RAW DATA |
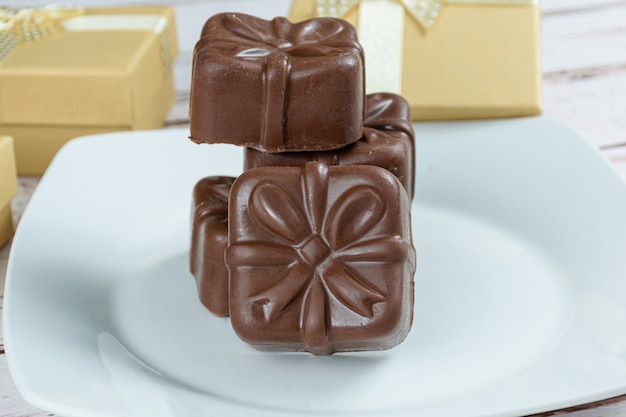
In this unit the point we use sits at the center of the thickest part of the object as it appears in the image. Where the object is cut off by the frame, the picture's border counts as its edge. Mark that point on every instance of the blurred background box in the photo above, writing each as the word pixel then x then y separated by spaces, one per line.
pixel 98 70
pixel 8 187
pixel 456 59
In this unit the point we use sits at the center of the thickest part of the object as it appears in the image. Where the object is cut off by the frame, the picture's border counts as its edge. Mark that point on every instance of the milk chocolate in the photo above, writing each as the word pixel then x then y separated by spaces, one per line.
pixel 388 142
pixel 209 239
pixel 320 258
pixel 277 86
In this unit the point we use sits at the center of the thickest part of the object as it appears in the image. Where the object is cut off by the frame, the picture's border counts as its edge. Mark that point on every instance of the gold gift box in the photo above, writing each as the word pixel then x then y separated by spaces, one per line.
pixel 480 59
pixel 8 187
pixel 108 70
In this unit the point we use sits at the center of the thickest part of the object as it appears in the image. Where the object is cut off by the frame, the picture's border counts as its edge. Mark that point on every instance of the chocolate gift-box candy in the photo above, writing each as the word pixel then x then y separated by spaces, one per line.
pixel 388 142
pixel 209 239
pixel 277 86
pixel 320 258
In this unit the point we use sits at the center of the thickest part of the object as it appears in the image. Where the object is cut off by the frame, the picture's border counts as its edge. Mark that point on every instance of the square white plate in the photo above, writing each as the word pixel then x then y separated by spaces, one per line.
pixel 520 230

THE TASK | Restate every line of the listing exactly. Pictures are not part of the copy.

OUTPUT |
In this unit the point we use sits at the center of the thickest part of the object as it appears in the image. Where the object is cut off by the frame, the picture's border counts as its edge. Mark that point on every instance of the blurred background box in the photo above, writing each as the word pixel then x then y separated by spaces, one per line.
pixel 98 70
pixel 8 187
pixel 456 59
In this unit the point we use sits at the center of the thickest part of the object as it appears in the image. Where the object is cut off by the frame, the picture's border counts as its edge. Mark that point on every instance of the milk chocolate in the photo above, writing each as the word pixel then x then y separated by spaces, one per line.
pixel 388 142
pixel 209 239
pixel 320 258
pixel 277 86
In this unit the point we use sits at the center of the thickest part of the object as it appears in the image. Where the object is cut off by the frame, the picture's border counts as its edge. Mark that point on every instance of the gold gift box in the photo above, writing each as the word pixel then x then y separated by spaces, one per line.
pixel 480 59
pixel 8 187
pixel 108 70
In this unit the point we use sits at the center of the thickest part of the object as it appears in the image. Where the object is cut off by the frame, the picture's border counts as its edge. Mark that point on every instance of the chocolate gift-box candy in the photo above, writing each as the word pixel then x then y separated by spaces, one per line.
pixel 388 142
pixel 209 239
pixel 277 86
pixel 320 258
In this unit the point we use sits at the center of the thickest part of the object as it appears in the image. Where the object is cut off by the frame, the picture's border counts as its edge. Mark that point on every instance of the square white plate in the photo above, writing each as the word pixel then x then y separated by spaces, one per line.
pixel 520 230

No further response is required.